§ Brief: Locate each line in the entries below that contains the string "green" and copy those lines out. Matches must agree in case.

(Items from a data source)
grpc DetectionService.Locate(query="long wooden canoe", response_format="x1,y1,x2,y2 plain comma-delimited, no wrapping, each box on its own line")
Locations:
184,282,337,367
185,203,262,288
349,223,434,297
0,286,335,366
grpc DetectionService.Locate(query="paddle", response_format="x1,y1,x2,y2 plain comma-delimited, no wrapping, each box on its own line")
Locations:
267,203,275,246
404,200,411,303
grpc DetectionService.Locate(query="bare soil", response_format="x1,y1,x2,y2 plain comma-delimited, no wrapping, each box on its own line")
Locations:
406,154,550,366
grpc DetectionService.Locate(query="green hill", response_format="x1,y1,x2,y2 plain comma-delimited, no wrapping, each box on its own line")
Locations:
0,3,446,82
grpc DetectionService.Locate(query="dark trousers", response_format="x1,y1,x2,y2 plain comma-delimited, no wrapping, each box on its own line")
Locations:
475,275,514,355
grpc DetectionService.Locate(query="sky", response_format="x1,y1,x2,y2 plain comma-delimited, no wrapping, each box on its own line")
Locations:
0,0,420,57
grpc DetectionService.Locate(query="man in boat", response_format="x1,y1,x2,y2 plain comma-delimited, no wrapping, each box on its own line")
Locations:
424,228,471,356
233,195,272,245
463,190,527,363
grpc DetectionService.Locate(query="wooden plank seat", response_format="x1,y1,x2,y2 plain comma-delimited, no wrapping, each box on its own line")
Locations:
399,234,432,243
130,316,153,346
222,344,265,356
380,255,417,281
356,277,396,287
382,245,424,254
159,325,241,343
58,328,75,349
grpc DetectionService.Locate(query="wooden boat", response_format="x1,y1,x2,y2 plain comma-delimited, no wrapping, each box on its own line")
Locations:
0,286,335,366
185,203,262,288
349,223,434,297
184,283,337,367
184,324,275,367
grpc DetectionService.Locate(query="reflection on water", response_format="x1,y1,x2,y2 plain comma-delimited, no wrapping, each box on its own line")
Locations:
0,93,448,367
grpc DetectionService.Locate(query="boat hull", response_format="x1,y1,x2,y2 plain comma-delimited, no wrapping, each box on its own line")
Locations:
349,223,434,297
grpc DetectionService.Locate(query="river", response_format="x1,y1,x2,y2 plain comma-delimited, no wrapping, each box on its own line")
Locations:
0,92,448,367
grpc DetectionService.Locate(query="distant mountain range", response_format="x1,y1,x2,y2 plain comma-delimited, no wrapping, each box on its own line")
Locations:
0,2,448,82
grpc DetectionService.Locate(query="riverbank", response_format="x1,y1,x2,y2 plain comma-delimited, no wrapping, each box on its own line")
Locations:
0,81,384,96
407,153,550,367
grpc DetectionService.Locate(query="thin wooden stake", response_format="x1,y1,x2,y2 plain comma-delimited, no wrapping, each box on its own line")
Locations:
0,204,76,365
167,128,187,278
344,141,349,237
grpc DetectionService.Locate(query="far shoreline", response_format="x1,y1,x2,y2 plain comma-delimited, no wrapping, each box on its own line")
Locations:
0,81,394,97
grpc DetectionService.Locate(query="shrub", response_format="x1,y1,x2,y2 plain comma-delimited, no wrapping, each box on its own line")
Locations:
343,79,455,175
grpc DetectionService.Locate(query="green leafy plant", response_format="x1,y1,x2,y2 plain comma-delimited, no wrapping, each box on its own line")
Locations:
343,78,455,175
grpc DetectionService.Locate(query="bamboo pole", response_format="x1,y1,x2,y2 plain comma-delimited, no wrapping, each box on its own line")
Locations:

§ Result of this task:
grpc DetectionService.Locate(query="green hill", response_format="x1,y1,x2,y2 plain comma-delimited, no wrapping, each box on its own line")
grpc DetectionService.Locate(query="green leafy plant", response_format="x1,y1,x2,y2 plain comma-delimited, no wrapping, each box on its own line")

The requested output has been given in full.